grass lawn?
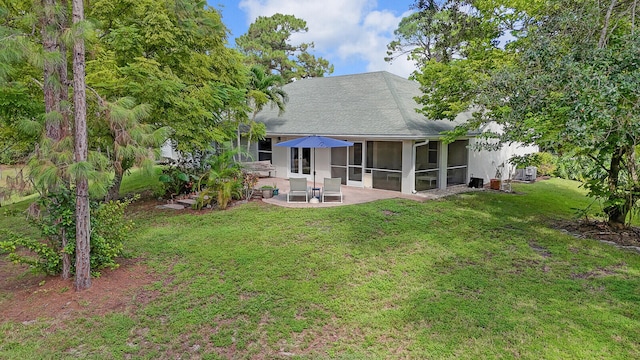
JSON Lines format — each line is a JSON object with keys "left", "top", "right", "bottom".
{"left": 1, "top": 178, "right": 639, "bottom": 359}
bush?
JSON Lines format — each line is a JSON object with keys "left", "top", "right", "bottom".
{"left": 510, "top": 152, "right": 557, "bottom": 176}
{"left": 0, "top": 189, "right": 135, "bottom": 275}
{"left": 533, "top": 152, "right": 557, "bottom": 176}
{"left": 555, "top": 155, "right": 589, "bottom": 181}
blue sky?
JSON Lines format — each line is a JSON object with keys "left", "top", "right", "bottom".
{"left": 208, "top": 0, "right": 417, "bottom": 78}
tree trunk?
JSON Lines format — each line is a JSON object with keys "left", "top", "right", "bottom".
{"left": 41, "top": 0, "right": 72, "bottom": 279}
{"left": 105, "top": 170, "right": 123, "bottom": 202}
{"left": 605, "top": 148, "right": 628, "bottom": 228}
{"left": 42, "top": 0, "right": 63, "bottom": 141}
{"left": 72, "top": 0, "right": 91, "bottom": 291}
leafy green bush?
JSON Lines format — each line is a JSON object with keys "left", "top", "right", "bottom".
{"left": 510, "top": 152, "right": 557, "bottom": 176}
{"left": 0, "top": 188, "right": 135, "bottom": 275}
{"left": 197, "top": 148, "right": 243, "bottom": 210}
{"left": 555, "top": 155, "right": 588, "bottom": 181}
{"left": 533, "top": 152, "right": 557, "bottom": 176}
{"left": 0, "top": 234, "right": 61, "bottom": 275}
{"left": 159, "top": 166, "right": 194, "bottom": 198}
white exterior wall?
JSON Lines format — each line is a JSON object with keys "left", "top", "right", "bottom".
{"left": 438, "top": 141, "right": 448, "bottom": 190}
{"left": 272, "top": 138, "right": 289, "bottom": 179}
{"left": 160, "top": 140, "right": 179, "bottom": 161}
{"left": 401, "top": 140, "right": 414, "bottom": 194}
{"left": 467, "top": 123, "right": 539, "bottom": 184}
{"left": 313, "top": 148, "right": 332, "bottom": 185}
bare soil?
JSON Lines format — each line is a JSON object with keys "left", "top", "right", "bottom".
{"left": 556, "top": 219, "right": 640, "bottom": 252}
{"left": 0, "top": 196, "right": 172, "bottom": 324}
{"left": 0, "top": 257, "right": 159, "bottom": 324}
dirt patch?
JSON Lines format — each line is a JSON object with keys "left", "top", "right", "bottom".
{"left": 556, "top": 220, "right": 640, "bottom": 252}
{"left": 0, "top": 257, "right": 159, "bottom": 324}
{"left": 529, "top": 241, "right": 552, "bottom": 258}
{"left": 571, "top": 265, "right": 624, "bottom": 279}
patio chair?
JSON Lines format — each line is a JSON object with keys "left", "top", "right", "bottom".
{"left": 322, "top": 178, "right": 343, "bottom": 203}
{"left": 287, "top": 178, "right": 309, "bottom": 203}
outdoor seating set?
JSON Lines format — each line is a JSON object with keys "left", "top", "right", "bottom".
{"left": 287, "top": 177, "right": 343, "bottom": 203}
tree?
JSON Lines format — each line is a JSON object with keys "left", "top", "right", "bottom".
{"left": 2, "top": 0, "right": 244, "bottom": 288}
{"left": 386, "top": 0, "right": 499, "bottom": 67}
{"left": 71, "top": 0, "right": 91, "bottom": 290}
{"left": 244, "top": 65, "right": 287, "bottom": 153}
{"left": 410, "top": 0, "right": 640, "bottom": 227}
{"left": 1, "top": 0, "right": 77, "bottom": 279}
{"left": 89, "top": 95, "right": 169, "bottom": 202}
{"left": 87, "top": 0, "right": 248, "bottom": 152}
{"left": 236, "top": 13, "right": 333, "bottom": 82}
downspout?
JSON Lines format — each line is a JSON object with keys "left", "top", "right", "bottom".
{"left": 412, "top": 140, "right": 429, "bottom": 193}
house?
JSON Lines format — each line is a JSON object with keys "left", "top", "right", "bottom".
{"left": 252, "top": 71, "right": 536, "bottom": 194}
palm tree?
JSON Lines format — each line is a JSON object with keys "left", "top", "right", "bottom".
{"left": 244, "top": 65, "right": 288, "bottom": 154}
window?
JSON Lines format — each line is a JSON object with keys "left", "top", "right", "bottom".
{"left": 258, "top": 138, "right": 272, "bottom": 162}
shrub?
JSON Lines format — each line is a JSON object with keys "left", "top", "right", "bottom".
{"left": 0, "top": 188, "right": 135, "bottom": 275}
{"left": 533, "top": 152, "right": 557, "bottom": 176}
{"left": 510, "top": 152, "right": 557, "bottom": 176}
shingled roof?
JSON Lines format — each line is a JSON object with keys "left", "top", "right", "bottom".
{"left": 255, "top": 71, "right": 473, "bottom": 140}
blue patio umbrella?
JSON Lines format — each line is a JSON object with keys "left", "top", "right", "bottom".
{"left": 275, "top": 135, "right": 353, "bottom": 189}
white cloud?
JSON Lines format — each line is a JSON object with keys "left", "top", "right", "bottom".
{"left": 238, "top": 0, "right": 417, "bottom": 78}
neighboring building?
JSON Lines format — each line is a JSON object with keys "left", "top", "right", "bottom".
{"left": 252, "top": 71, "right": 537, "bottom": 194}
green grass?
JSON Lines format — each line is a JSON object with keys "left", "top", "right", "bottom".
{"left": 1, "top": 178, "right": 639, "bottom": 359}
{"left": 118, "top": 167, "right": 164, "bottom": 197}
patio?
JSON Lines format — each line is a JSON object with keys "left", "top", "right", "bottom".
{"left": 256, "top": 177, "right": 483, "bottom": 208}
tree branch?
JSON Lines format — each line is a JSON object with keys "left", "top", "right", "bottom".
{"left": 588, "top": 153, "right": 611, "bottom": 173}
{"left": 86, "top": 86, "right": 107, "bottom": 108}
{"left": 633, "top": 0, "right": 638, "bottom": 35}
{"left": 599, "top": 0, "right": 618, "bottom": 48}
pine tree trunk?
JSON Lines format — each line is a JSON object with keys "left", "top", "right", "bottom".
{"left": 72, "top": 0, "right": 91, "bottom": 291}
{"left": 105, "top": 170, "right": 123, "bottom": 202}
{"left": 41, "top": 0, "right": 63, "bottom": 141}
{"left": 41, "top": 0, "right": 72, "bottom": 279}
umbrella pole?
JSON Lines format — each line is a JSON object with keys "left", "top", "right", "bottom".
{"left": 313, "top": 148, "right": 316, "bottom": 189}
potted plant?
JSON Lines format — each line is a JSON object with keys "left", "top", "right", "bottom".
{"left": 261, "top": 185, "right": 274, "bottom": 198}
{"left": 271, "top": 182, "right": 279, "bottom": 196}
{"left": 490, "top": 163, "right": 503, "bottom": 190}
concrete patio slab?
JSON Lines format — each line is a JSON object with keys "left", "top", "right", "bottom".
{"left": 256, "top": 177, "right": 483, "bottom": 208}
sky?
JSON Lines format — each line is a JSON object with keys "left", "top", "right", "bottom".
{"left": 208, "top": 0, "right": 418, "bottom": 78}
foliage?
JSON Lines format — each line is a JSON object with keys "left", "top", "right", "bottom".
{"left": 510, "top": 152, "right": 557, "bottom": 176}
{"left": 90, "top": 96, "right": 170, "bottom": 202}
{"left": 410, "top": 0, "right": 640, "bottom": 227}
{"left": 158, "top": 166, "right": 194, "bottom": 198}
{"left": 555, "top": 155, "right": 589, "bottom": 182}
{"left": 86, "top": 0, "right": 248, "bottom": 154}
{"left": 0, "top": 84, "right": 42, "bottom": 164}
{"left": 237, "top": 65, "right": 288, "bottom": 156}
{"left": 242, "top": 171, "right": 259, "bottom": 200}
{"left": 386, "top": 1, "right": 499, "bottom": 67}
{"left": 0, "top": 188, "right": 134, "bottom": 275}
{"left": 236, "top": 13, "right": 334, "bottom": 82}
{"left": 196, "top": 147, "right": 243, "bottom": 210}
{"left": 0, "top": 232, "right": 61, "bottom": 276}
{"left": 89, "top": 197, "right": 136, "bottom": 273}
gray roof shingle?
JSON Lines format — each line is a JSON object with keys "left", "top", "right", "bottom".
{"left": 256, "top": 71, "right": 472, "bottom": 139}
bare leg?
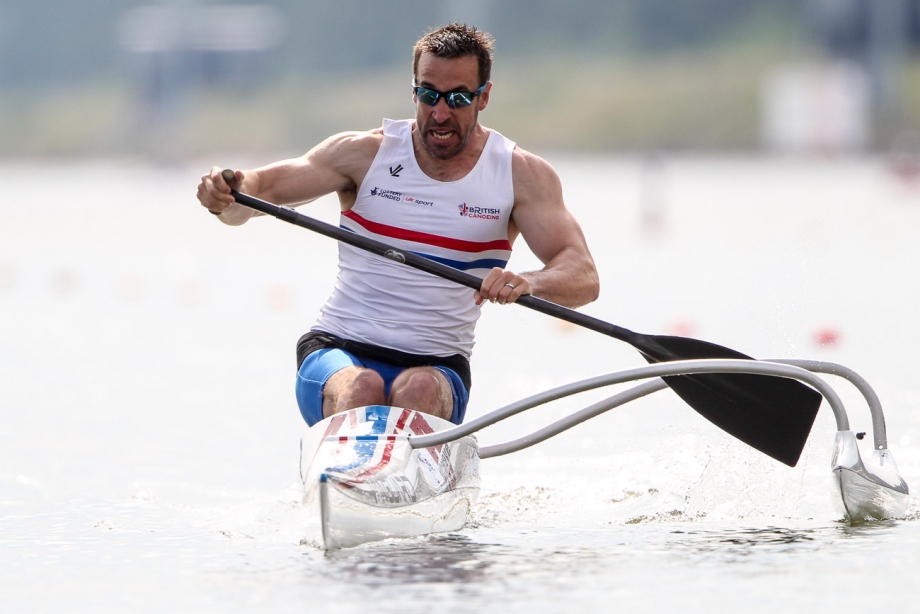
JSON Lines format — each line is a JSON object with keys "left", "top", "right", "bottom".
{"left": 322, "top": 366, "right": 386, "bottom": 418}
{"left": 388, "top": 367, "right": 454, "bottom": 421}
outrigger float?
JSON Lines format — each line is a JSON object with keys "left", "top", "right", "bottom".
{"left": 223, "top": 172, "right": 911, "bottom": 550}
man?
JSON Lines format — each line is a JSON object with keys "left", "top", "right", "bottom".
{"left": 197, "top": 23, "right": 599, "bottom": 427}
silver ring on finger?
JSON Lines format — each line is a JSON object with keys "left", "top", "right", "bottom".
{"left": 504, "top": 283, "right": 515, "bottom": 290}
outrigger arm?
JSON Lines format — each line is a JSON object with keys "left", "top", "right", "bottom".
{"left": 409, "top": 359, "right": 849, "bottom": 449}
{"left": 408, "top": 358, "right": 909, "bottom": 522}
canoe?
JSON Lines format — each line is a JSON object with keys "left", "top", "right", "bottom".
{"left": 300, "top": 405, "right": 481, "bottom": 550}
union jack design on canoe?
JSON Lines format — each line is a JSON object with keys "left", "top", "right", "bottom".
{"left": 300, "top": 406, "right": 480, "bottom": 550}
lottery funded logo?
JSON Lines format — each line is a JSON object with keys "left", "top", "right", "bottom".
{"left": 370, "top": 187, "right": 402, "bottom": 202}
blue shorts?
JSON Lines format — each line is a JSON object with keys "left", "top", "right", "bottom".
{"left": 295, "top": 348, "right": 470, "bottom": 427}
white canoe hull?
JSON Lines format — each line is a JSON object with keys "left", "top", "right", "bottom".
{"left": 301, "top": 406, "right": 480, "bottom": 550}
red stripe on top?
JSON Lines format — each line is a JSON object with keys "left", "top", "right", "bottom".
{"left": 343, "top": 209, "right": 511, "bottom": 253}
{"left": 409, "top": 412, "right": 442, "bottom": 461}
{"left": 394, "top": 408, "right": 412, "bottom": 432}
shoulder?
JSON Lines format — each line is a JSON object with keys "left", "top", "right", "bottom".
{"left": 309, "top": 127, "right": 385, "bottom": 181}
{"left": 315, "top": 128, "right": 384, "bottom": 161}
{"left": 511, "top": 146, "right": 556, "bottom": 176}
{"left": 323, "top": 117, "right": 412, "bottom": 153}
{"left": 511, "top": 146, "right": 562, "bottom": 197}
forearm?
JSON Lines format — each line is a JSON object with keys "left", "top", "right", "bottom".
{"left": 245, "top": 159, "right": 313, "bottom": 205}
{"left": 215, "top": 163, "right": 304, "bottom": 225}
{"left": 522, "top": 246, "right": 599, "bottom": 308}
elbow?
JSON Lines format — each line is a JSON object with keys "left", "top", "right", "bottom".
{"left": 587, "top": 274, "right": 600, "bottom": 304}
{"left": 582, "top": 269, "right": 600, "bottom": 307}
{"left": 579, "top": 249, "right": 600, "bottom": 306}
{"left": 564, "top": 265, "right": 599, "bottom": 309}
{"left": 561, "top": 260, "right": 599, "bottom": 309}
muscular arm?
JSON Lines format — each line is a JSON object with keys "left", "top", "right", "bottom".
{"left": 197, "top": 130, "right": 382, "bottom": 225}
{"left": 479, "top": 148, "right": 599, "bottom": 308}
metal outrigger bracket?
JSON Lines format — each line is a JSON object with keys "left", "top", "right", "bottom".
{"left": 409, "top": 358, "right": 910, "bottom": 522}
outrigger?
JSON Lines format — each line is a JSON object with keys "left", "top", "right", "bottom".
{"left": 224, "top": 172, "right": 911, "bottom": 550}
{"left": 299, "top": 358, "right": 908, "bottom": 549}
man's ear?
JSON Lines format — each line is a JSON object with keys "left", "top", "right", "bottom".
{"left": 479, "top": 82, "right": 492, "bottom": 111}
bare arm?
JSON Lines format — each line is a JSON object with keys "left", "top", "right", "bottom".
{"left": 478, "top": 148, "right": 599, "bottom": 308}
{"left": 196, "top": 130, "right": 382, "bottom": 225}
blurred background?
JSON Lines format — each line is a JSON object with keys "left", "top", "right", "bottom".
{"left": 1, "top": 0, "right": 919, "bottom": 160}
{"left": 3, "top": 6, "right": 920, "bottom": 608}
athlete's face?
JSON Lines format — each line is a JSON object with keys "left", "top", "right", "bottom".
{"left": 413, "top": 53, "right": 490, "bottom": 161}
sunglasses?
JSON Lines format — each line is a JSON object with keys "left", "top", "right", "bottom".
{"left": 412, "top": 83, "right": 487, "bottom": 108}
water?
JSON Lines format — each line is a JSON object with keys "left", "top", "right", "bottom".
{"left": 2, "top": 156, "right": 920, "bottom": 612}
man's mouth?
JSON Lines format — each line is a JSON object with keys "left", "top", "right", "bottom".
{"left": 430, "top": 129, "right": 455, "bottom": 141}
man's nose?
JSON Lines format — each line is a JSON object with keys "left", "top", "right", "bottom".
{"left": 431, "top": 98, "right": 452, "bottom": 122}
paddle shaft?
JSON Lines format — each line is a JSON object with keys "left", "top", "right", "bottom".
{"left": 227, "top": 187, "right": 641, "bottom": 345}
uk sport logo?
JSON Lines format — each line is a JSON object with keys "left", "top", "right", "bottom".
{"left": 404, "top": 196, "right": 434, "bottom": 207}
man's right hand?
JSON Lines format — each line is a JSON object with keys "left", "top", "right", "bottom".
{"left": 197, "top": 167, "right": 253, "bottom": 225}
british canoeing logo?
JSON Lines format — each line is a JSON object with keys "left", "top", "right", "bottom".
{"left": 458, "top": 203, "right": 501, "bottom": 220}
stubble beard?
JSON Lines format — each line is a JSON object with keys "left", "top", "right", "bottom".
{"left": 419, "top": 109, "right": 478, "bottom": 161}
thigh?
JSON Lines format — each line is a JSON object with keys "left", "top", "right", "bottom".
{"left": 432, "top": 366, "right": 470, "bottom": 425}
{"left": 295, "top": 348, "right": 361, "bottom": 426}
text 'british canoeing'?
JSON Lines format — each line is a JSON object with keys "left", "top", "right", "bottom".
{"left": 457, "top": 203, "right": 501, "bottom": 220}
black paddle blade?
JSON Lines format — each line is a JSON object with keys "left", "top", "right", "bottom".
{"left": 634, "top": 334, "right": 823, "bottom": 467}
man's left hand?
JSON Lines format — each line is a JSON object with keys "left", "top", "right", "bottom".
{"left": 475, "top": 267, "right": 531, "bottom": 305}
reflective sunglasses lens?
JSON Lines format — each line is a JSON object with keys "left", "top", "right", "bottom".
{"left": 415, "top": 87, "right": 439, "bottom": 106}
{"left": 446, "top": 92, "right": 474, "bottom": 108}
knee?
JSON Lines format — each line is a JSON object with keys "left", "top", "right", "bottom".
{"left": 344, "top": 368, "right": 386, "bottom": 402}
{"left": 390, "top": 369, "right": 442, "bottom": 401}
{"left": 325, "top": 367, "right": 386, "bottom": 412}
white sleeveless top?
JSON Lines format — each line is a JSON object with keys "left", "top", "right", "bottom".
{"left": 312, "top": 118, "right": 516, "bottom": 358}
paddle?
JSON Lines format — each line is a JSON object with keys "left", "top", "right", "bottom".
{"left": 216, "top": 170, "right": 823, "bottom": 466}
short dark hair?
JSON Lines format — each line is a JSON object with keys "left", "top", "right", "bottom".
{"left": 412, "top": 23, "right": 494, "bottom": 86}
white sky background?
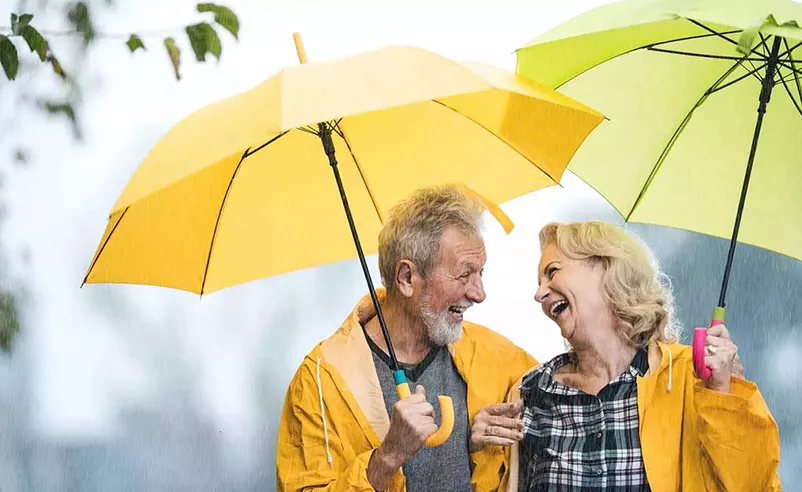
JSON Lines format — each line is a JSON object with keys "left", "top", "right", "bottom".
{"left": 0, "top": 0, "right": 650, "bottom": 476}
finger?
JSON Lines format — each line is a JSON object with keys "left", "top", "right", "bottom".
{"left": 486, "top": 424, "right": 524, "bottom": 441}
{"left": 706, "top": 334, "right": 734, "bottom": 347}
{"left": 473, "top": 436, "right": 518, "bottom": 448}
{"left": 409, "top": 401, "right": 435, "bottom": 418}
{"left": 487, "top": 416, "right": 524, "bottom": 431}
{"left": 706, "top": 324, "right": 731, "bottom": 340}
{"left": 415, "top": 384, "right": 426, "bottom": 397}
{"left": 511, "top": 399, "right": 524, "bottom": 416}
{"left": 732, "top": 353, "right": 745, "bottom": 378}
{"left": 704, "top": 350, "right": 736, "bottom": 370}
{"left": 483, "top": 402, "right": 519, "bottom": 416}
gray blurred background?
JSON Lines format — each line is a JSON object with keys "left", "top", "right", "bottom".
{"left": 0, "top": 0, "right": 798, "bottom": 489}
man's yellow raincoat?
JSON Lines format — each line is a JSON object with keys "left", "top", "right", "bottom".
{"left": 276, "top": 290, "right": 537, "bottom": 491}
{"left": 500, "top": 343, "right": 782, "bottom": 492}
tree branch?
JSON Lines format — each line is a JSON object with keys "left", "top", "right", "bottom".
{"left": 0, "top": 25, "right": 188, "bottom": 40}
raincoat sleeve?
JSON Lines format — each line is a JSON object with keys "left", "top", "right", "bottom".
{"left": 276, "top": 359, "right": 404, "bottom": 492}
{"left": 694, "top": 377, "right": 781, "bottom": 491}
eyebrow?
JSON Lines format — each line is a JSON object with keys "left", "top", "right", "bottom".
{"left": 538, "top": 261, "right": 559, "bottom": 284}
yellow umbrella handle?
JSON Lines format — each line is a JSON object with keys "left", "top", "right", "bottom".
{"left": 394, "top": 371, "right": 455, "bottom": 447}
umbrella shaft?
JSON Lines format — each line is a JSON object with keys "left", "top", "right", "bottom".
{"left": 718, "top": 36, "right": 783, "bottom": 308}
{"left": 318, "top": 123, "right": 402, "bottom": 371}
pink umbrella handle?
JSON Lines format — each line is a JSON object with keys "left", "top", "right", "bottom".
{"left": 693, "top": 307, "right": 726, "bottom": 380}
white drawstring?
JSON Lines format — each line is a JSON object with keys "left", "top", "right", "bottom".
{"left": 316, "top": 358, "right": 333, "bottom": 466}
{"left": 666, "top": 347, "right": 673, "bottom": 392}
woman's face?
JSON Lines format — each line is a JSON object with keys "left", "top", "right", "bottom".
{"left": 535, "top": 242, "right": 610, "bottom": 343}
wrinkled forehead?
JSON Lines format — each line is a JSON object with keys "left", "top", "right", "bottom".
{"left": 436, "top": 227, "right": 486, "bottom": 267}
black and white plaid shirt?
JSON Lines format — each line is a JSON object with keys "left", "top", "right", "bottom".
{"left": 518, "top": 349, "right": 651, "bottom": 492}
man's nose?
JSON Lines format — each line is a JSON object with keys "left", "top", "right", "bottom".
{"left": 467, "top": 275, "right": 486, "bottom": 304}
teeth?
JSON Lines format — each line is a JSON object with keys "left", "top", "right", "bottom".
{"left": 551, "top": 300, "right": 568, "bottom": 316}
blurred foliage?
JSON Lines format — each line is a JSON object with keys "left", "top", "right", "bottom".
{"left": 0, "top": 1, "right": 242, "bottom": 353}
{"left": 1, "top": 2, "right": 240, "bottom": 82}
{"left": 0, "top": 291, "right": 19, "bottom": 353}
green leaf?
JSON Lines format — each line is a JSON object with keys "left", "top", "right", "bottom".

DESCRIPTION OF THE TASK: Print, from the entries above, the line with "neighboring building?", the line with "green grass?" and all lines between them, exactly and with nothing else.

OUTPUT:
neighboring building?
JSON Lines format — each line is a JSON object with keys "left", "top", "right", "bottom".
{"left": 252, "top": 71, "right": 537, "bottom": 194}
green grass?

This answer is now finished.